RuEn

Пассажиры «Последнего троллейбуса»

Евгений Каменькович любит ставить не ведомые театру тексты, а в случае с Фридрихом Горенштейном еще и следует за Петром Фоменко, который первым поставил в театре его «Детоубийцу» («Государь ты наш, батюшка»). Именно Фоменко несколько раз приносил Евгению Каменьковичу пьесу «Волемир» (она была написана по заказу Юрия Любимова, только что возглавившего Театр на Таганке), и тот каждый раз возвращал, признаваясь, что не знает, как ее ставить. Пока однажды количество возвращений к этому названию (скопившиеся машинописные экземпляры этой пьесы) не переросло в качество – премьеру.
Плановик горкомхоза Волемир Потапович (Томас Моцкус) вроде бы и пополнил собой великие ряды «маленьких человеков» русской литературы, но стоит в них особняком. Он и жертва, и какой­то фаустов перевертыш: вечно хочет блага и часто совершает невольное зло. И подсудимый, и следователь, проводящий над собой следственный эксперимент, и судья себе самому. Косноязыкий философ, собиратель камней, по которым ступала обожаемая жена Лиза (Наталья Мартынова), и разрушитель семьи, пленивший истомившуюся по любви жену соседа (Галина Кашковская и Иван Верховых), в сатиновых трусах по колено и шляпе­котелке. В этом нелепом и щемящем треугольнике есть некая «идиотская» достоевщинка (разве что советский Рогожин вместо денежных пачек соблазняет свою королеву кредитами на холодильник и стиральную машину).

* _ПРИВЕДЁННЫЕ ЗАПИСИ_:
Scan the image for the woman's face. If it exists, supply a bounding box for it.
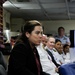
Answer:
[55,42,63,54]
[27,26,43,45]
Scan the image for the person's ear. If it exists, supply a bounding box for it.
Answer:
[25,32,30,38]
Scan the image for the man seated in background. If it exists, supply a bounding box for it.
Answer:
[56,27,70,45]
[63,44,70,63]
[36,35,59,75]
[53,39,64,65]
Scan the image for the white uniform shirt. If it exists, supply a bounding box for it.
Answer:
[36,44,59,75]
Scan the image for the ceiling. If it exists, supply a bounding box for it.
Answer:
[3,0,75,20]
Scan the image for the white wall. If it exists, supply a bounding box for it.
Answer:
[11,18,25,32]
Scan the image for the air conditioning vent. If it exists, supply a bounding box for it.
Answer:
[17,0,30,2]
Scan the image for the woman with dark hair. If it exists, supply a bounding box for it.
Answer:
[8,20,48,75]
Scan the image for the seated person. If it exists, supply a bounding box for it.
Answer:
[63,44,70,63]
[36,36,59,75]
[53,39,64,65]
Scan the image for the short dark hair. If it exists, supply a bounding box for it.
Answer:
[63,44,70,48]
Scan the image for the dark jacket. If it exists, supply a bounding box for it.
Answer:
[8,37,48,75]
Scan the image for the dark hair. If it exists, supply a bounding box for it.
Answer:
[20,20,42,41]
[55,39,61,44]
[63,44,70,48]
[58,27,65,31]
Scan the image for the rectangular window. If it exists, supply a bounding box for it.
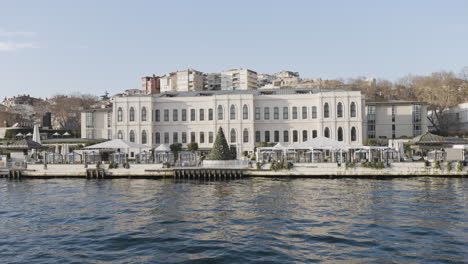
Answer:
[208,108,213,121]
[263,107,270,120]
[283,130,289,142]
[190,109,195,121]
[293,106,297,119]
[199,109,205,121]
[208,132,214,143]
[200,132,205,144]
[255,131,262,143]
[312,106,317,119]
[255,107,260,120]
[283,106,289,120]
[265,131,270,142]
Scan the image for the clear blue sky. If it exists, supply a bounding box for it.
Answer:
[0,0,468,97]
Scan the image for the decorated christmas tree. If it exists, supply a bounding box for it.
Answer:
[207,127,233,160]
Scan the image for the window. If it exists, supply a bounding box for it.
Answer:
[243,128,249,143]
[231,128,237,143]
[323,127,330,138]
[338,127,343,141]
[263,107,270,120]
[86,112,93,128]
[312,130,317,138]
[283,130,289,142]
[255,107,260,120]
[323,103,330,118]
[312,106,317,119]
[141,107,146,122]
[156,109,161,122]
[242,105,249,120]
[293,106,297,119]
[107,112,112,127]
[283,106,289,120]
[336,102,343,118]
[200,132,205,144]
[155,132,161,144]
[273,130,279,143]
[273,107,279,120]
[141,130,148,145]
[349,102,356,117]
[117,107,123,122]
[199,109,205,121]
[164,109,169,122]
[229,105,236,120]
[208,132,214,143]
[190,109,195,121]
[218,105,224,120]
[190,132,197,142]
[208,108,213,121]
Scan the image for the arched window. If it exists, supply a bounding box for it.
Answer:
[229,105,236,120]
[323,127,330,138]
[130,107,135,121]
[323,103,330,118]
[231,128,237,143]
[141,107,146,121]
[349,102,356,117]
[336,102,343,117]
[242,105,249,120]
[117,107,123,122]
[218,105,224,120]
[338,127,343,141]
[141,130,148,144]
[351,127,357,141]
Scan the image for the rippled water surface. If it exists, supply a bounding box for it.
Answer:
[0,178,468,263]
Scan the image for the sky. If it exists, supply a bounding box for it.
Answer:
[0,0,468,98]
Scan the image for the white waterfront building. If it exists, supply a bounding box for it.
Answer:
[112,89,366,156]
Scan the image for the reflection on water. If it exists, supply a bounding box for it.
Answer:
[0,178,468,263]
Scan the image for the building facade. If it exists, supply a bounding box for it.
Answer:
[81,107,112,139]
[112,89,365,155]
[365,101,428,139]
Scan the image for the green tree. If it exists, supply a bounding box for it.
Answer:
[207,128,233,160]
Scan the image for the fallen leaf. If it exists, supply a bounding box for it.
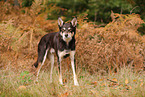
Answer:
[18,85,26,90]
[112,78,117,82]
[140,82,143,87]
[91,81,98,86]
[125,79,128,84]
[133,79,136,82]
[91,90,98,96]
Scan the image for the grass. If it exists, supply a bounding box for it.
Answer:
[0,67,145,97]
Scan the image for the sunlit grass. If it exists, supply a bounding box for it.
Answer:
[0,67,145,97]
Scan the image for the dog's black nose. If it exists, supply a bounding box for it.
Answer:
[65,34,68,37]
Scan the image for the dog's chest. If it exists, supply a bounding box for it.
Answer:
[58,50,71,58]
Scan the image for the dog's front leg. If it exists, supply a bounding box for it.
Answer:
[58,57,63,85]
[70,51,79,86]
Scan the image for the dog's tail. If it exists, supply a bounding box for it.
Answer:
[32,61,38,68]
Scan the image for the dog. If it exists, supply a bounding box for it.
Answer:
[33,17,79,86]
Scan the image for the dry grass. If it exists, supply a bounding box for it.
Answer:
[0,66,145,97]
[0,2,145,97]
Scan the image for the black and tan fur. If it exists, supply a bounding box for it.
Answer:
[34,18,79,86]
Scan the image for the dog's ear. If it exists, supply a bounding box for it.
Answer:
[71,17,77,27]
[58,17,63,27]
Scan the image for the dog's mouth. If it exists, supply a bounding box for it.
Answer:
[60,32,74,42]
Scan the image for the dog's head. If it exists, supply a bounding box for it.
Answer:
[58,17,77,42]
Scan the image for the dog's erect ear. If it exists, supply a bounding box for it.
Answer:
[71,17,77,27]
[58,17,63,27]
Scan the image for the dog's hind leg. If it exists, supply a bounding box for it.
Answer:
[36,49,48,81]
[70,51,79,86]
[49,54,54,83]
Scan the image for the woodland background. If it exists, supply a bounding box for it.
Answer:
[0,0,145,97]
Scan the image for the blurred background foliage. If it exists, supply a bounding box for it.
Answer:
[0,0,145,24]
[19,0,145,23]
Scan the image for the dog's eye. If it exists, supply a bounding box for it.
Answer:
[62,28,65,31]
[68,28,72,31]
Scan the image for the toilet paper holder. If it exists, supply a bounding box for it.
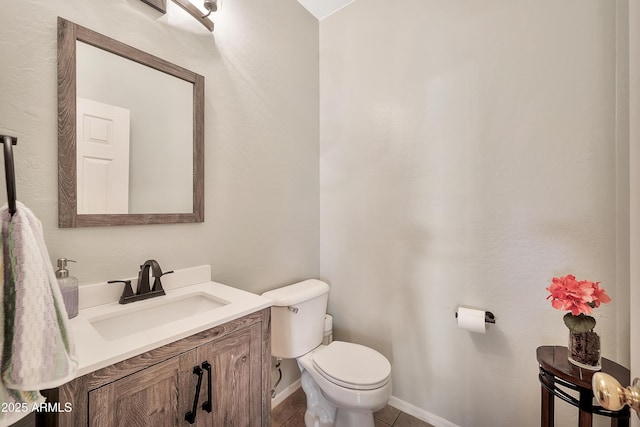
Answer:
[456,311,496,323]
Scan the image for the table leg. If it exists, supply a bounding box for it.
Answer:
[578,388,593,427]
[540,386,555,427]
[611,418,629,427]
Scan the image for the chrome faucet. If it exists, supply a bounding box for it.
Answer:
[107,259,173,304]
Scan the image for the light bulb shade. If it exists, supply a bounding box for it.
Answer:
[591,372,640,417]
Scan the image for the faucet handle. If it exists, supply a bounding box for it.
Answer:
[107,280,133,304]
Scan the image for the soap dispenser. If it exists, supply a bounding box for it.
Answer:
[56,258,78,319]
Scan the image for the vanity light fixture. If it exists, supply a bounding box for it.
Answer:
[173,0,220,31]
[142,0,222,31]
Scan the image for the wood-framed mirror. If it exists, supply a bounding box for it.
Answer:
[58,17,204,228]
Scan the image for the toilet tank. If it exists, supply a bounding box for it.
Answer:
[262,279,329,359]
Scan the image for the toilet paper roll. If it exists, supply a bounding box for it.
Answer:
[458,307,487,334]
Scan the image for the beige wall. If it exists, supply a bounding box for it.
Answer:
[320,0,628,427]
[0,0,319,292]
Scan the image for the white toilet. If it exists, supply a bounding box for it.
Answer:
[262,279,391,427]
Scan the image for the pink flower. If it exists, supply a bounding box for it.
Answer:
[546,274,611,316]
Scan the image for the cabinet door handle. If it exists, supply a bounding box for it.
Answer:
[202,360,212,413]
[184,366,202,424]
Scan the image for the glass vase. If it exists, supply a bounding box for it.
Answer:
[567,331,602,371]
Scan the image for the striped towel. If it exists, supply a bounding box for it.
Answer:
[0,202,77,426]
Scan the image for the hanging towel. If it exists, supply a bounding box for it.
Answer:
[0,202,77,426]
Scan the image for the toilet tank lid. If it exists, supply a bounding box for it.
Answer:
[262,279,329,307]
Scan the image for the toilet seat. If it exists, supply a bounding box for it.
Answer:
[313,341,391,390]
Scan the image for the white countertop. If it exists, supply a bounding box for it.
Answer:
[69,272,272,377]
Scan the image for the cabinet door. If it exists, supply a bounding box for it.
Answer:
[89,350,195,427]
[196,324,262,427]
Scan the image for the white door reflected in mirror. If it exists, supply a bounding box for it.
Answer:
[76,98,131,214]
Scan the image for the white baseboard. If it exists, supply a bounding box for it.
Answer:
[389,396,460,427]
[271,378,302,409]
[271,379,460,427]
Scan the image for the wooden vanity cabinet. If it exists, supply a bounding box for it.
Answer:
[38,308,271,427]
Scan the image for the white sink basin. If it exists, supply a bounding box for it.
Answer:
[88,292,229,341]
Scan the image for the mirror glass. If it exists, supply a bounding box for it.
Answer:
[58,18,204,227]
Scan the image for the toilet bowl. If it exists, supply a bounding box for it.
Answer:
[263,280,391,427]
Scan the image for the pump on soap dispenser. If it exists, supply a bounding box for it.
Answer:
[56,258,78,319]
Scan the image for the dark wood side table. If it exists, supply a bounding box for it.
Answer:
[536,346,630,427]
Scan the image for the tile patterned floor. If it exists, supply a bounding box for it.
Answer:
[271,388,433,427]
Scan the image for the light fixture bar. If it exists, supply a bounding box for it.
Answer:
[173,0,213,31]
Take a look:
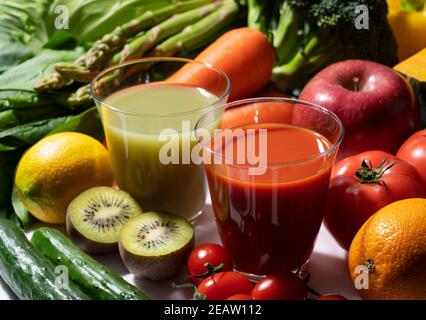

* _ЗАДАНИЯ_:
**A)** По чьему заказу, согласно отрывку, была написана пьеса «Волемир»?
**B)** Верните дословно фрагмент отрывка выше от «Евгений Каменькович любит» до «в качество – премьеру.».

* _ПОЛНЫЕ ОТВЕТЫ_:
**A)** По заказу Юрия Любимова, который тогда только что возглавил Театр на Таганке.

**B)**
Евгений Каменькович любит ставить не ведомые театру тексты, а в случае с Фридрихом Горенштейном еще и следует за Петром Фоменко, который первым поставил в театре его «Детоубийцу» («Государь ты наш, батюшка»). Именно Фоменко несколько раз приносил Евгению Каменьковичу пьесу «Волемир» (она была написана по заказу Юрия Любимова, только что возглавившего Театр на Таганке), и тот каждый раз возвращал, признаваясь, что не знает, как ее ставить. Пока однажды количество возвращений к этому названию (скопившиеся машинописные экземпляры этой пьесы) не переросло в качество – премьеру.